Dataset items:
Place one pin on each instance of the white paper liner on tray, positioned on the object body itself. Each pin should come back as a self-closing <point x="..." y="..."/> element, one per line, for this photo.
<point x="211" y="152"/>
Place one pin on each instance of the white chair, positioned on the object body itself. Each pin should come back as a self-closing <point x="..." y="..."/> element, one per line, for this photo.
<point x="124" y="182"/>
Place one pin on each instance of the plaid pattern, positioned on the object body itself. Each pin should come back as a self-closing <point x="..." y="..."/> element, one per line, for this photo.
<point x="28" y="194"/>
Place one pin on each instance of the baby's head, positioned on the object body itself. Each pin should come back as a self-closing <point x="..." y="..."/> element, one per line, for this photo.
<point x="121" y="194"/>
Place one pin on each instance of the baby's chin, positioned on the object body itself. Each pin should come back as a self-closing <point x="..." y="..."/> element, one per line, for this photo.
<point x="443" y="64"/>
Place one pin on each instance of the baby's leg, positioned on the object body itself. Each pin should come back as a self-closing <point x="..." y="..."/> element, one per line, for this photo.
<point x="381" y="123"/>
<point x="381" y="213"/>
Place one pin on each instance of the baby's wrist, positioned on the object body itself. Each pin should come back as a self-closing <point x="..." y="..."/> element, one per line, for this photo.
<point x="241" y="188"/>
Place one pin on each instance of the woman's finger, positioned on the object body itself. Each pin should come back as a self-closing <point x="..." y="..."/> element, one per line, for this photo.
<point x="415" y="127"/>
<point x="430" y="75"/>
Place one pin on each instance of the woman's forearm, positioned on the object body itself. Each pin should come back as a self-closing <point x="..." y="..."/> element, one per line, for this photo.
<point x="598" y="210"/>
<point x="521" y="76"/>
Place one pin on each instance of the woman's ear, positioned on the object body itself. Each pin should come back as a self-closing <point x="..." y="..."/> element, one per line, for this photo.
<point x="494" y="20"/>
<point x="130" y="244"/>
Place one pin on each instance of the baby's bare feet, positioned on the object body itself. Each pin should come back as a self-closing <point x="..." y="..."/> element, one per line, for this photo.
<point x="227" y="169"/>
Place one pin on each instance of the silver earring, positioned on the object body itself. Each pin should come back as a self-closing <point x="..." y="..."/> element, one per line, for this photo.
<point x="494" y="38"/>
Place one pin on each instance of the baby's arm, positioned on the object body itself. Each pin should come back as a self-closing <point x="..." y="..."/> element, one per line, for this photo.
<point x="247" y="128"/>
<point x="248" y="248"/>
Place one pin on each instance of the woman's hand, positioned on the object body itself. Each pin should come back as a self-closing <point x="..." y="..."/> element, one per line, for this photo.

- _What to do_: Reproduce exactly the line that contains "woman's forearm, positioned" together with each line after it to the end of the entries; include no other lines.

- _Solved exercise_:
Place one pin on each instance of the woman's forearm, positioned on the object body itself. Each pin should come back as a self-closing <point x="..." y="..."/> element, one per line, for this photo.
<point x="598" y="210"/>
<point x="521" y="76"/>
Place one pin on each instance of the woman's ear, positioned on the object body itself. Each pin should come back as a self-closing <point x="..." y="..."/> element, one per line, for this photo.
<point x="494" y="20"/>
<point x="130" y="244"/>
Place one pin on each instance of the baby's bare feet, positioned on the object body itself. Each pin should come back as a self-closing <point x="..." y="..."/> element, one per line, for this photo.
<point x="227" y="169"/>
Place one pin on each instance of the silver earring, positioned on the object body itself. Each pin should come back as a self-closing <point x="..." y="..."/> element, one per line, for this photo.
<point x="494" y="38"/>
Place one pin on each instance of the baby's arm, positioned on the object body itself. Each pin should come back as a self-closing <point x="..." y="..."/> element, one per line, for this photo.
<point x="247" y="128"/>
<point x="248" y="248"/>
Place one pin on each instance of the woman's hand, positioned on the object body itself. Each pin should come back as a self-closing <point x="..." y="..."/> element, one per line, for this photo.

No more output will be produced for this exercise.